Una scuola veramente intesa costituisce un mondo alternativo a quello che ha avvelenato la vita comunitaria, ben prima del distanziamento “sociale” – sociale e non fisico, le parole sono importanti – e che tutti dicono di voler coltivare senza crederci veramente; anzi, perseguendo il disegno di abolire la scuola, almeno nella sua autentica natura di sviluppo di un’intelligenza critica e nella sua capacità di far prendere coscienza a ognuno delle sue reali potenzialità.
Già Bottai nella sua Carta del 1939 ricordava che, come esiste l’intelligenza grave e profonda del filosofo, esiste quella agile e pronta del meccanico. Tesi successivamente suffragata dalle analisi di Gardner nel suo Formae mentis, in cui elenca una serie di modalità espressive dell’intelligenza, di cui quella astratta-formale era solo una. Invece di partire da questa oramai ovvia considerazione, consentendo a ognuno di esprimere liberamente la sua forma di intelligenza, siamo fermi ancora alle pretese donmilaniane secondo le quali il problema della scuola è uno solo: i ragazzi che perde.

## Da fare 1
Stabilisci se le affermazioni seguenti concordano con il brano sulla scuola: (a) Bottai scrisse la sua Carta nel 1939; (b) per Gardner l'intelligenza astratta-formale è l'unica modalità espressiva dell'intelligenza; (c) il distanziamento viene definito "sociale" e non fisico. Per ciascuna rispondi sì o no e cita le parole decisive del brano.
## Da fare 2
Trascrivi fedelmente la parte del brano sulla scuola che va da "Una scuola veramente" fino a "sue reali potenzialità." incluso.

## Dati forniti
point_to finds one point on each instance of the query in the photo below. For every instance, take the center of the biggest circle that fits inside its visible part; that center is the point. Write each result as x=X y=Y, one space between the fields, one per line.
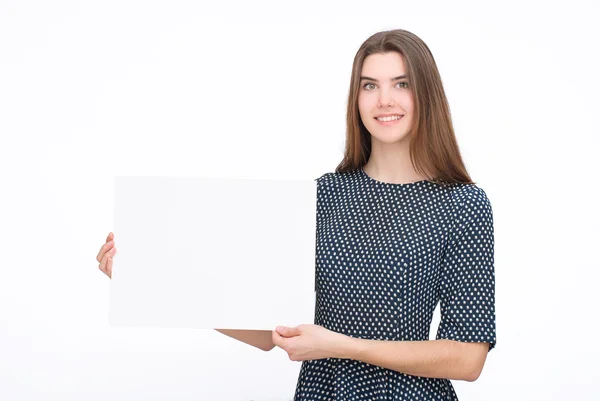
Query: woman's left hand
x=309 y=341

## Risposta finale 1
(a) Sì: "Già Bottai nella sua Carta del 1939 ricordava"
(b) No: "di cui quella astratta-formale era solo una"
(c) Sì: "sociale e non fisico, le parole sono importanti"

## Risposta finale 2
Una scuola veramente intesa costituisce un mondo alternativo a quello che ha avvelenato la vita comunitaria, ben prima del distanziamento “sociale” – sociale e non fisico, le parole sono importanti – e che tutti dicono di voler coltivare senza crederci veramente; anzi, perseguendo il disegno di abolire la scuola, almeno nella sua autentica natura di sviluppo di un’intelligenza critica e nella sua capacità di far prendere coscienza a ognuno delle sue reali potenzialità.